===== Excerpted text =====

The second approach in the design of open-loop VCO-based ADCs for sensors is related to the frequency-to-digital conversion stage. This fully digital circuit converts the frequency-encoded output of the oscillator into a digital bitstream that reflects the ADC input signal variation. Among the most important design goals of this block are the converter resolution improvement and the power-efficient implementation. This is addressed in this thesis with the proposal of two different architectures for the VCO based ADC quantization circuit. The first architecture utilizes a time-to-digital converter (TDC) to improve the converter resolution without increasing the noise shaping order or the system sampling clock, while the second one is based on a novel power-efficient coarse fine quantization method.

===== Stored records =====

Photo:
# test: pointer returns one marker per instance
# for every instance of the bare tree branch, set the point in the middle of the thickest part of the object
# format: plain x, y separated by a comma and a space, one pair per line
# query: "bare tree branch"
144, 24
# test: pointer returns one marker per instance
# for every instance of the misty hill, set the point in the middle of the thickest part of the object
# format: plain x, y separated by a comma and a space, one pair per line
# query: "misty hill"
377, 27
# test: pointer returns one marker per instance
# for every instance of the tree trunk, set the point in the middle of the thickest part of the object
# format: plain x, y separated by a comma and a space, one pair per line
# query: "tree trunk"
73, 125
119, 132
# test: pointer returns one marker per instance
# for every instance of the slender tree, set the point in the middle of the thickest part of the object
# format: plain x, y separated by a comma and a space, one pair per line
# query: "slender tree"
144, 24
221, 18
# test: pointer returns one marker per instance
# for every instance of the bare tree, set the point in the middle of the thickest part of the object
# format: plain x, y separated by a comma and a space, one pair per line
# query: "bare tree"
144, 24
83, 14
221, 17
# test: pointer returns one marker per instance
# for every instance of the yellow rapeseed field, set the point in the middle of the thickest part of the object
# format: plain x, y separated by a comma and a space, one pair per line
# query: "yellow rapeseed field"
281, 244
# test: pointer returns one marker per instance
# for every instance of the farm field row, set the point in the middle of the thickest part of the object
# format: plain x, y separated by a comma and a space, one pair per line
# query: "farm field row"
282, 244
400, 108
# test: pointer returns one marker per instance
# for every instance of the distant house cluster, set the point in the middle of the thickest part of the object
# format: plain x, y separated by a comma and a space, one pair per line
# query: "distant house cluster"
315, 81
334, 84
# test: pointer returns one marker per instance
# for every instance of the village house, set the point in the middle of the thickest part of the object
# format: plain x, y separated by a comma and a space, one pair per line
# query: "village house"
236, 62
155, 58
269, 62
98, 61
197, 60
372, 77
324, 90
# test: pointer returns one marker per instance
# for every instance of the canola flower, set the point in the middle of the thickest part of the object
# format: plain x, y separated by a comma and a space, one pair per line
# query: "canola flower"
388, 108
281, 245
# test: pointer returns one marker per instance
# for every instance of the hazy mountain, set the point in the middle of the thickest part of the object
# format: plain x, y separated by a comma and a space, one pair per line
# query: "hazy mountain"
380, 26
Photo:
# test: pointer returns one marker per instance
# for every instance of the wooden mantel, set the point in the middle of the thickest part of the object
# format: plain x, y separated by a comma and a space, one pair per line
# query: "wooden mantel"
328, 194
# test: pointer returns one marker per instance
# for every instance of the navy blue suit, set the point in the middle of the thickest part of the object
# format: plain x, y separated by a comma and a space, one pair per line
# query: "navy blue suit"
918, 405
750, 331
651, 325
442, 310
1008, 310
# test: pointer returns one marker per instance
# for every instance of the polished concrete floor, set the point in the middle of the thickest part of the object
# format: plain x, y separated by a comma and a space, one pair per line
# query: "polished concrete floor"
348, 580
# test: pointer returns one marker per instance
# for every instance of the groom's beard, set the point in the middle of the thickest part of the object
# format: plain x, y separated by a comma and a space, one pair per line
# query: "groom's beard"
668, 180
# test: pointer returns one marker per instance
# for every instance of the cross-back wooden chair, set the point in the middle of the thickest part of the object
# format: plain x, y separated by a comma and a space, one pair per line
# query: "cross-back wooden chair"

=====

> [Tasks to complete]:
(1) According to the excerpt on VCO-based ADCs, what does the first proposed quantization architecture use to improve the converter resolution?
(2) Continue the excerpt on VCO-based ADCs from its final sentence.

> [Per-task outputs]:
(1) It uses a time-to-digital converter (TDC).

(2)
The idea behind the basic TDC architecture applied to the quantization circuit of a VCO-based ADC has been described in this dissertation. This solution is based on the use of a digital delay line, which emulates a much higher sampling frequency compared to the original ADC sampling clock, when connected to one of the VCO output phases. The resolution enhancement obtained by using the TDC delay line architecture can also be justified considering the equivalence between the VCO operation and the pulse frequency modulation (PFM) theory. The resolution improvement obtained with the delay line has been proven in this dissertation by behavioural simulations. Also, the possible impact of non-idealities on the TDC system, such as delay mismatch and jitter in the clock has been analysed. Behavioural simulations show a faster system degradation for longer delay lines in presence of mismatch in the delay line units. For the clock jitter influence analysis, simulations show a better tolerance to this impairment than in continuous time sigma-delta (CT-ΣΔ) modulators. Two equivalent solutions in terms of resolution have been presented for the delay line post processing circuit but generating different bit formats at the ADC output. A single-bit or a multi-bit output bitstream can be generated with this VCO quantization architecture, depending on the audio application requirements.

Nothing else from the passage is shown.